* **Directions for this task**:
Reproduce, unaltered, the line with "Where can the price" along with every line that follows it in the records, up to the last.
[Source records Boundary: Start]
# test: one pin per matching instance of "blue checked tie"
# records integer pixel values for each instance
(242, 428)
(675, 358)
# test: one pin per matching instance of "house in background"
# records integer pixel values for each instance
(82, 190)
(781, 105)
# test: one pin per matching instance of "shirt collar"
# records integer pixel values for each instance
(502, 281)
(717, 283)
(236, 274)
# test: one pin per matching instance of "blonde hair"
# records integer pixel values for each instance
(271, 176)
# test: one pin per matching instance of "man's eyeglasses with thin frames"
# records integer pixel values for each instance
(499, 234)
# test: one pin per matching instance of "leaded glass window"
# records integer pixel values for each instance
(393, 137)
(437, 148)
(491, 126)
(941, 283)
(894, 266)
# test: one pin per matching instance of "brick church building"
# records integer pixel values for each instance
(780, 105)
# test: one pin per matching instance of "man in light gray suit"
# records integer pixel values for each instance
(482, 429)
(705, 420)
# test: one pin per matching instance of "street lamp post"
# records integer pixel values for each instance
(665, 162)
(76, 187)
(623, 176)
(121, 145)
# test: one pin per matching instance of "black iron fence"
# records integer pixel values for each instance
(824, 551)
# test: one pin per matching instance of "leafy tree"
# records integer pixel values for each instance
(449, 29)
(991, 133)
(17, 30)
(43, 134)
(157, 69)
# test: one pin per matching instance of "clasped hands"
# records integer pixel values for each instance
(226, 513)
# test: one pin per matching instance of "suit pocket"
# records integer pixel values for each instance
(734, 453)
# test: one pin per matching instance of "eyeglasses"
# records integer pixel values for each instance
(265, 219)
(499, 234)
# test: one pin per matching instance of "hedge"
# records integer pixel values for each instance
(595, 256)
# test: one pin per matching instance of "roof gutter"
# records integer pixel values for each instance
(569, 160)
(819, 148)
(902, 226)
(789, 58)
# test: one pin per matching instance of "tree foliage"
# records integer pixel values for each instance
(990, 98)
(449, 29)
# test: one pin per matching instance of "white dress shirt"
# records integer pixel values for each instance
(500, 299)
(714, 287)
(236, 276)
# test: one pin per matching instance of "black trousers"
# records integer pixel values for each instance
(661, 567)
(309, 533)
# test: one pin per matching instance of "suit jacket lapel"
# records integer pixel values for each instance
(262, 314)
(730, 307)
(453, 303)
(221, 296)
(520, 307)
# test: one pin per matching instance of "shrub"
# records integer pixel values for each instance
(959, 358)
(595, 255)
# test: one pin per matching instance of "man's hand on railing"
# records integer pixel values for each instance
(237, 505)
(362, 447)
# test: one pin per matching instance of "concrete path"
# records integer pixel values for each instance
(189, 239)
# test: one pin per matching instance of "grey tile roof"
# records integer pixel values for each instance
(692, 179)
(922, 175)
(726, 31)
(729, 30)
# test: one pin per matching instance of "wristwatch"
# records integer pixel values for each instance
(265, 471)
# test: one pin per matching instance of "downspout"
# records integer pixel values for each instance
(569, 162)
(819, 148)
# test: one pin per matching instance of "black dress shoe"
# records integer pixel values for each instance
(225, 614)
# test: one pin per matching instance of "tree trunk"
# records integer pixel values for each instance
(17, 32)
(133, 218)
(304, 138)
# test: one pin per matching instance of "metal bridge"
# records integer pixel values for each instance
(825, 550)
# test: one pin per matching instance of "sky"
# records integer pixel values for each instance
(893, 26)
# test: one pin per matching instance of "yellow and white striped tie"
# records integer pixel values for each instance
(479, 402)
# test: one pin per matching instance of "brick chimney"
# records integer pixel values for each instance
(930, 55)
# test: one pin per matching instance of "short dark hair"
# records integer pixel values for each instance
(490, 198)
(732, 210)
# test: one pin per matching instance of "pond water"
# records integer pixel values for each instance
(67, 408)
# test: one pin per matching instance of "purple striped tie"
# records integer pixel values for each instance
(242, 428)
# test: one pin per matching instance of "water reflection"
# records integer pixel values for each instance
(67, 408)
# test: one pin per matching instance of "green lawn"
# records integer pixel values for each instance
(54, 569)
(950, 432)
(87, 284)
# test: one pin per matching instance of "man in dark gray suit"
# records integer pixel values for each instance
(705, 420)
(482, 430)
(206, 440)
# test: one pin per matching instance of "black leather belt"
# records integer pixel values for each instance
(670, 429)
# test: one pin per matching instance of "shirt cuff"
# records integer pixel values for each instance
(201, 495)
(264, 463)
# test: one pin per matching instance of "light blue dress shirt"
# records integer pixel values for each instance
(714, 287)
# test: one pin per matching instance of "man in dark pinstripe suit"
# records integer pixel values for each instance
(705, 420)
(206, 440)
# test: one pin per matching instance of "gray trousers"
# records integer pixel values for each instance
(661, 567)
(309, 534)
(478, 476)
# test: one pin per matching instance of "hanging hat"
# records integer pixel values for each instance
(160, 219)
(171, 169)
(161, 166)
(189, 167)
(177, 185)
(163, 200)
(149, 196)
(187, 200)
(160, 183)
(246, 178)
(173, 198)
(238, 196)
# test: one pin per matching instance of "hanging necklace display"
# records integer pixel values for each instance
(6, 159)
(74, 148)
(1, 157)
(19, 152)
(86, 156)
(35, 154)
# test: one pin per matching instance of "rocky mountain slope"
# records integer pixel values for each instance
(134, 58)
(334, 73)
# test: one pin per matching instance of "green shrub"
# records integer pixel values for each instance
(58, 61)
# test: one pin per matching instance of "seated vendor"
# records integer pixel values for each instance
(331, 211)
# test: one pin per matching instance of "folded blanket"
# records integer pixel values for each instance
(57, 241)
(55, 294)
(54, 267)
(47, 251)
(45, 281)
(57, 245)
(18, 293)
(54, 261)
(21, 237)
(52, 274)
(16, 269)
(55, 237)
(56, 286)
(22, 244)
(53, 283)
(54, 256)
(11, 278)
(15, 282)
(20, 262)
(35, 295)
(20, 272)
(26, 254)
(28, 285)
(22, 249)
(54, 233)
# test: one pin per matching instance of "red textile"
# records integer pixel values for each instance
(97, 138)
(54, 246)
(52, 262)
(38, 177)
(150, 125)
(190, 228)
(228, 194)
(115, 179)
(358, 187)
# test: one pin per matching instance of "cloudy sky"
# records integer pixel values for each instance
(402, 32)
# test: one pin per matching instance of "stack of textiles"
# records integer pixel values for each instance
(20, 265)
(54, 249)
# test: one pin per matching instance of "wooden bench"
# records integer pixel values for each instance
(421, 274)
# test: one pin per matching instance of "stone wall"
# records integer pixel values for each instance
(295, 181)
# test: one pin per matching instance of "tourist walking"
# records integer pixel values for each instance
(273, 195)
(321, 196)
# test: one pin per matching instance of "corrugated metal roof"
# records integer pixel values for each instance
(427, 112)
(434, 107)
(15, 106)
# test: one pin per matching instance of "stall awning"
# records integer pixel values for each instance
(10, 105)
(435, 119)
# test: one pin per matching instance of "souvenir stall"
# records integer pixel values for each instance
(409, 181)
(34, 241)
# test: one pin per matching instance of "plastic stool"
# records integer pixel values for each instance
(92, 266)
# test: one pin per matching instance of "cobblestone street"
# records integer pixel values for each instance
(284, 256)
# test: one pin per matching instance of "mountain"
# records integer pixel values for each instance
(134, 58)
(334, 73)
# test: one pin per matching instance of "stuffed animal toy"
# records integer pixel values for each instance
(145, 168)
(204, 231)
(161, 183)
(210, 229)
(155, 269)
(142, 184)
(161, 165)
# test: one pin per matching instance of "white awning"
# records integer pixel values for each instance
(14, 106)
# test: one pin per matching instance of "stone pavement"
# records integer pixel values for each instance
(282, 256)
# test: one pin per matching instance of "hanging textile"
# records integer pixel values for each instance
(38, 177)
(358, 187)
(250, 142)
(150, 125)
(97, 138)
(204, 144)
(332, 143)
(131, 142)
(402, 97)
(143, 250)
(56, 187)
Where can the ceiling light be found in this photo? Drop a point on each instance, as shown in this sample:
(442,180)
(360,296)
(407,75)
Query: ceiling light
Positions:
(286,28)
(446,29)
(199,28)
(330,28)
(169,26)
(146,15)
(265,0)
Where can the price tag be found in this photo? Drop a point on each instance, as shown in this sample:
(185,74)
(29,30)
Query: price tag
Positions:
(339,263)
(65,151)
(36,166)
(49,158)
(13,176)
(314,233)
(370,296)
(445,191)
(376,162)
[Source records Boundary: End]
* **Response to this task**:
Where can the price tag be found in this photo? Drop a point on each instance, as shown in this sample:
(185,74)
(29,30)
Query: price tag
Positions:
(339,263)
(65,151)
(36,166)
(49,158)
(13,176)
(314,233)
(370,296)
(445,191)
(376,162)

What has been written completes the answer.